--- BEGIN Data provided ---
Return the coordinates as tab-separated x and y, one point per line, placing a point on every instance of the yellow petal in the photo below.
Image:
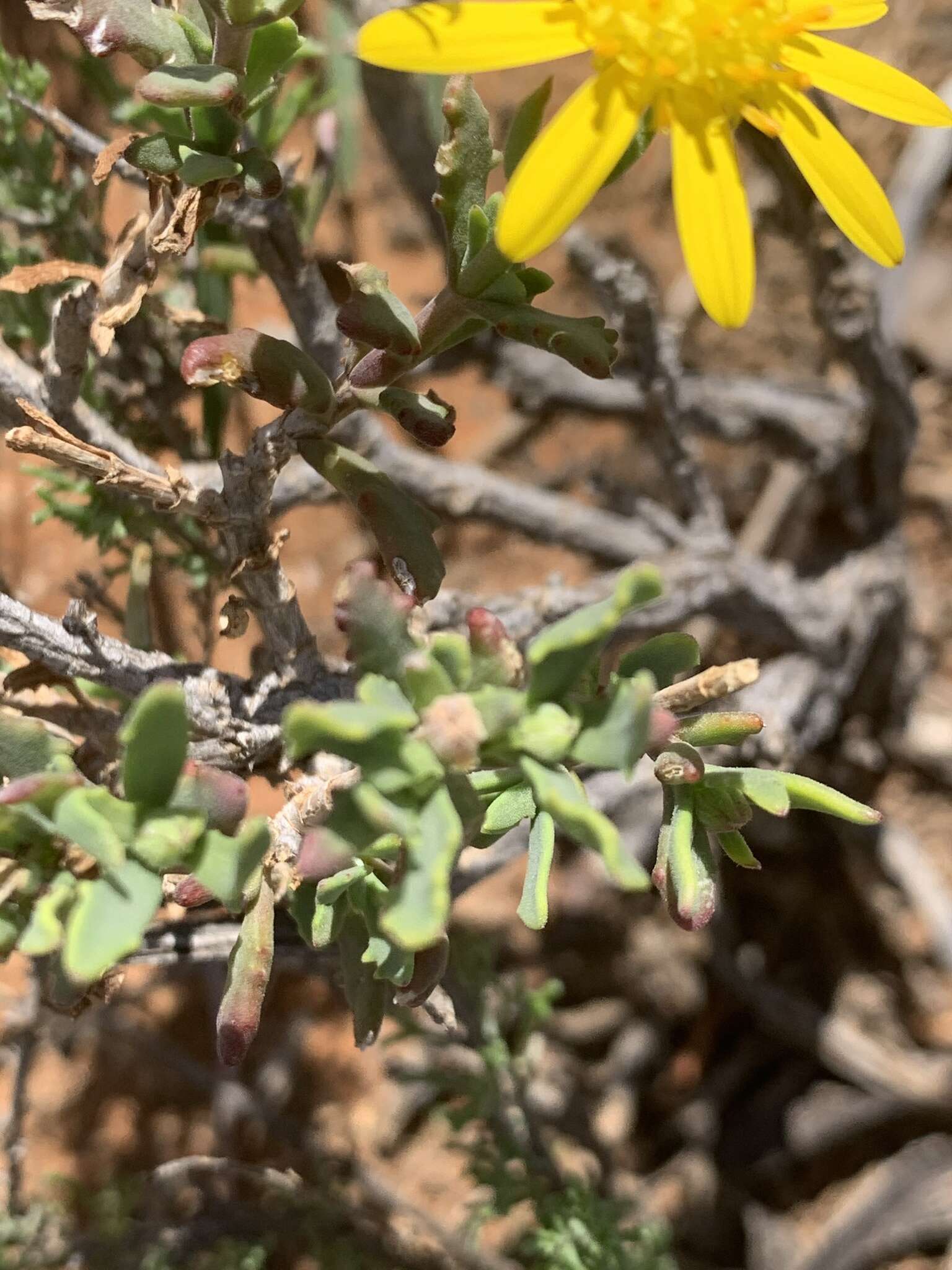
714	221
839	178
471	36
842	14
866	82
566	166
--- END Data provided ---
--- BEGIN Data provided ---
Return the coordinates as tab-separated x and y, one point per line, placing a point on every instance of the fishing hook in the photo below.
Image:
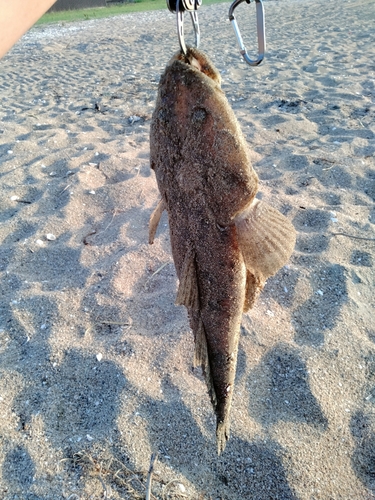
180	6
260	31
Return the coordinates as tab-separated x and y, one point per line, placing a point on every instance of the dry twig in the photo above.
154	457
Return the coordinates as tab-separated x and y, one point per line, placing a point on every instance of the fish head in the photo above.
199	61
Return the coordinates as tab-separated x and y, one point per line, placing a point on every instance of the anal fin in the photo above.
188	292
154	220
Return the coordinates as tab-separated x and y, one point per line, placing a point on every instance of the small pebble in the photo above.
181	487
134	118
--- END Data provided ---
--- BEGIN Data provided ---
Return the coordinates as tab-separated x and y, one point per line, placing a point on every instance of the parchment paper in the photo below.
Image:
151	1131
--- END Data provided ---
Your objective: List every line in the material above that contains the word "below".

Worked solution:
Return the coordinates as tab-separated x and y, one point per line, placing a point on every instance of the yellow petal in the photo below.
Return the coordinates as tab-separated x and y, one point per line, placing a point on every instance of the fishing hook in the photo below.
Return the coordinates as tab-separated x and y, one point per line, placing a point on every instance of the parchment paper in the photo below.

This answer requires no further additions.